### WHAT THIS TASK INVOLVES
Reproduce all of the records below, replacing every "trace" with "draw" and keeping everything else unchanged. Leave the pictures out.

### EXERCISE INPUTS
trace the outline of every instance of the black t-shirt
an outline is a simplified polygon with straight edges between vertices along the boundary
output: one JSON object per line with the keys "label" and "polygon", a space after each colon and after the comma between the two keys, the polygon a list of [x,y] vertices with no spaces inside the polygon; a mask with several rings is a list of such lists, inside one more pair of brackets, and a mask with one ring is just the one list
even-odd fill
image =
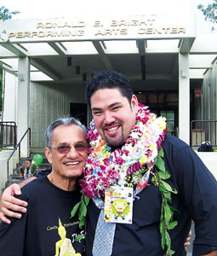
{"label": "black t-shirt", "polygon": [[[173,195],[174,220],[178,225],[170,231],[172,249],[176,256],[186,255],[184,242],[195,221],[193,255],[217,250],[217,183],[195,152],[180,139],[168,135],[163,143],[168,183],[178,191]],[[117,224],[111,256],[163,256],[159,221],[162,196],[157,187],[149,185],[134,201],[133,224]],[[92,247],[100,210],[91,201],[88,209],[86,255]]]}
{"label": "black t-shirt", "polygon": [[22,189],[20,199],[28,201],[27,212],[11,224],[0,224],[0,254],[3,256],[84,255],[83,233],[77,218],[70,218],[72,207],[80,201],[79,191],[65,191],[47,177],[33,180]]}

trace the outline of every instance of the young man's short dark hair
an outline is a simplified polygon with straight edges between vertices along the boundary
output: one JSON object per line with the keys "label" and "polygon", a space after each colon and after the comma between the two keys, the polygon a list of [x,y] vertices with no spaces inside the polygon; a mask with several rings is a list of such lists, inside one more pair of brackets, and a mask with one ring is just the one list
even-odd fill
{"label": "young man's short dark hair", "polygon": [[134,94],[128,79],[123,74],[112,70],[103,70],[93,77],[86,88],[86,100],[90,106],[90,98],[100,89],[117,88],[130,102]]}

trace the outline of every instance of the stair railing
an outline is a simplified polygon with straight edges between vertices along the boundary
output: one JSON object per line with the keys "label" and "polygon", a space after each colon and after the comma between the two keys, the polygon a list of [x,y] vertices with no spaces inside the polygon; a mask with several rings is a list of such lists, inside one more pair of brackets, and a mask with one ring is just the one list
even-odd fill
{"label": "stair railing", "polygon": [[7,182],[9,183],[9,160],[12,158],[12,156],[14,155],[14,152],[17,150],[18,148],[18,157],[19,157],[19,163],[20,161],[20,143],[22,142],[22,140],[24,139],[24,137],[26,137],[26,135],[27,135],[29,132],[29,148],[31,148],[31,128],[29,127],[24,133],[24,135],[22,136],[22,137],[20,138],[20,142],[16,144],[16,146],[14,147],[13,152],[11,153],[11,154],[9,155],[9,157],[7,160]]}

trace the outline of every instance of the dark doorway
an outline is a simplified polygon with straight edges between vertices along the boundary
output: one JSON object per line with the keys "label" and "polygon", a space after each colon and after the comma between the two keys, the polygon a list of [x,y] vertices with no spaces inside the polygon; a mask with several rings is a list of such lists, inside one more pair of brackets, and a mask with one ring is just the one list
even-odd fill
{"label": "dark doorway", "polygon": [[88,106],[85,103],[70,103],[70,116],[78,119],[85,126],[88,119]]}

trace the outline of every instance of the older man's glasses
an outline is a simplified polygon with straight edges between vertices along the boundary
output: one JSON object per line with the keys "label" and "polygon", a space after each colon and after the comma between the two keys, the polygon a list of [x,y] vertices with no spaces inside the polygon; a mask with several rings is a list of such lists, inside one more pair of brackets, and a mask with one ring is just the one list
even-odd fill
{"label": "older man's glasses", "polygon": [[74,147],[76,151],[83,152],[88,148],[88,144],[85,143],[77,143],[71,145],[61,145],[56,148],[49,148],[51,149],[56,149],[60,154],[67,154],[70,152],[71,147]]}

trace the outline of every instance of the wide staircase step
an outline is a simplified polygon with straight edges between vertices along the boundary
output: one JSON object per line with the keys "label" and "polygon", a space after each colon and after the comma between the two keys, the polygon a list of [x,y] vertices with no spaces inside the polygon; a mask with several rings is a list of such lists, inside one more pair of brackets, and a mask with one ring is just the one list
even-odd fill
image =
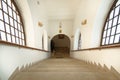
{"label": "wide staircase step", "polygon": [[72,58],[50,58],[21,71],[13,80],[119,80],[109,71],[99,70]]}

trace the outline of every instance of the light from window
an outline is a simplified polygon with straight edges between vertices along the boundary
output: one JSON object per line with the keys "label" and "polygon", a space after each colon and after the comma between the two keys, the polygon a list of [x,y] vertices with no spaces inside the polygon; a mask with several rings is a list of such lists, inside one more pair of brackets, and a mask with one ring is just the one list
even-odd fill
{"label": "light from window", "polygon": [[23,24],[13,0],[0,0],[0,40],[25,45]]}

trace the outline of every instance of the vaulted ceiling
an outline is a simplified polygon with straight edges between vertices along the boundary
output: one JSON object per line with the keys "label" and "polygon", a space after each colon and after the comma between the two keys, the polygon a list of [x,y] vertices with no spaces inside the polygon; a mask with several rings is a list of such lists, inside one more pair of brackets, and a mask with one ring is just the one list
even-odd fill
{"label": "vaulted ceiling", "polygon": [[74,18],[81,0],[45,0],[49,18]]}
{"label": "vaulted ceiling", "polygon": [[34,4],[44,5],[49,19],[73,19],[81,1],[84,0],[28,0],[38,13],[40,9]]}

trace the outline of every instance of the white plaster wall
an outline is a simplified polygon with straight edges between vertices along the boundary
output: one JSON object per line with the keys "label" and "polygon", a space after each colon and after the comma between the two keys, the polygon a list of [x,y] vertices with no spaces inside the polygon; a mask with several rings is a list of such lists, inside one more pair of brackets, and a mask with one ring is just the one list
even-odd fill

### RESULT OF THE EXERCISE
draw the outline of every instance of the black t-shirt
an outline is a simplified polygon with straight edges between vertices along the boundary
output: one JSON object per line with the keys "label" and "polygon", a space after each colon and after the comma between the two keys, the polygon a list of [x,y] vertices with no spaces inside the polygon; a mask with several rings is a list of such lists, inside one more pair of brackets, and a mask with one ring is just the one list
even-odd fill
image =
{"label": "black t-shirt", "polygon": [[[173,195],[174,220],[178,225],[170,231],[172,249],[176,256],[186,255],[184,242],[195,221],[193,255],[217,250],[217,183],[195,152],[180,139],[168,135],[163,143],[168,183],[178,191]],[[117,224],[111,256],[163,256],[159,221],[162,196],[157,187],[149,185],[134,201],[133,224]],[[92,247],[100,210],[91,201],[88,209],[86,255]]]}
{"label": "black t-shirt", "polygon": [[22,189],[20,199],[28,201],[27,212],[11,224],[0,224],[0,254],[3,256],[84,255],[83,233],[77,218],[70,218],[72,207],[80,201],[79,191],[65,191],[47,177],[33,180]]}

draw the outline of every instance of the young man's short dark hair
an outline is a simplified polygon with straight edges between vertices along the boundary
output: one JSON object per line with the keys "label" and "polygon", a space after each colon and after the comma between the two keys, the polygon a list of [x,y] vertices with no spaces inside the polygon; a mask with several rings is a list of such lists, inside one more pair of brackets, and a mask with one ring is just the one list
even-odd fill
{"label": "young man's short dark hair", "polygon": [[134,94],[128,79],[123,74],[112,70],[103,70],[93,77],[86,88],[86,100],[90,106],[90,98],[100,89],[117,88],[130,102]]}

draw the outline of every instance of the stair railing
an outline is a simplified polygon with straight edges between vertices along the boundary
output: one JSON object per line with the keys "label" and "polygon", a space after each colon and after the comma between the two keys, the polygon a list of [x,y] vertices with no spaces inside the polygon; a mask with several rings is a list of such lists, inside one more pair of brackets, and a mask with one ring is just the one list
even-odd fill
{"label": "stair railing", "polygon": [[7,182],[9,183],[9,160],[12,158],[12,156],[14,155],[14,152],[17,150],[18,148],[18,157],[19,157],[19,163],[20,161],[20,143],[22,142],[22,140],[24,139],[24,137],[26,137],[26,135],[27,135],[29,132],[29,148],[31,148],[31,128],[29,127],[24,133],[24,135],[22,136],[22,137],[20,138],[20,142],[16,144],[16,146],[14,147],[13,152],[11,153],[11,154],[9,155],[9,157],[7,160]]}

draw the outline of every instance of the dark doorway
an outline is a simplified polygon with straight edges between vertices along the boundary
output: one JSON object per line with the keys "label" and "polygon", a space after each colon and after the comma between the two keys, the polygon a list of [x,y] vertices with no spaces inside the polygon; a mask with several rings is a list of such lists, inside one more pair of brackets, and a mask with one ring is just the one list
even-odd fill
{"label": "dark doorway", "polygon": [[88,106],[85,103],[70,103],[70,116],[78,119],[85,126],[88,119]]}

draw the outline of every instance of the older man's glasses
an outline is a simplified polygon with straight edges between vertices along the boundary
output: one JSON object per line with the keys "label" and "polygon", a space after each colon and after the comma between the two keys, the polygon a list of [x,y] vertices with no spaces inside the polygon; a mask with several rings is a list of such lists, inside one more pair of brackets, and a mask with one ring is just the one list
even-odd fill
{"label": "older man's glasses", "polygon": [[74,147],[76,151],[83,152],[88,148],[88,144],[85,143],[77,143],[71,145],[61,145],[56,148],[49,148],[51,149],[56,149],[60,154],[67,154],[70,152],[71,147]]}

draw the outline of every instance of the wide staircase step
an outline is a simplified polygon with straight edges between vertices along the boundary
output: one JSON object per line with the keys "label" and "polygon", a space after each colon and after the comma between the two keys, the polygon a list of [x,y] vertices with no spaces inside the polygon; a mask with several rings is a list of such lists, inside one more pair of brackets, and a mask with one ring is just the one list
even-odd fill
image =
{"label": "wide staircase step", "polygon": [[72,58],[50,58],[21,71],[13,80],[119,80],[109,71],[99,70]]}

draw the outline of every instance of the light from window
an outline is a simplified polygon with straight edges between vertices along the boundary
output: one JSON object per line with the keys "label" and "polygon", a space after each colon and after the comma between the two keys, the polygon a list of [x,y] vertices with no spaces inside the polygon; a mask with several rings is a list of such lists, inside one more pair of brackets, and a mask with one ring is just the one list
even-odd fill
{"label": "light from window", "polygon": [[23,24],[13,0],[0,0],[0,40],[25,45]]}

draw the outline of every instance of the vaulted ceiling
an outline is a simplified polygon with straight edges between vertices along the boundary
output: one JSON object per line with the keys "label" and "polygon", a space after each colon and after the comma between the two keys, the polygon a list of [x,y] vertices with no spaces inside the polygon; a mask with several rings is a list of such lists, inside one more pair of brackets, and a mask with one ring is just the one list
even-odd fill
{"label": "vaulted ceiling", "polygon": [[74,18],[81,0],[45,0],[49,18]]}
{"label": "vaulted ceiling", "polygon": [[34,4],[44,5],[49,19],[73,19],[81,1],[84,0],[28,0],[38,13],[40,9]]}

draw the outline of every instance of the white plaster wall
an outline is a simplified polygon with straight edges between vertices along the boundary
output: one JSON object per line with the keys "label" and "polygon", a space after each colon and after the comma between the two keys, the polygon a list of [x,y] vertices with no spaces inside the polygon; a mask with several rings is a list of such lists, inside one more pair of brackets, and a mask with one ring is just the one list
even-odd fill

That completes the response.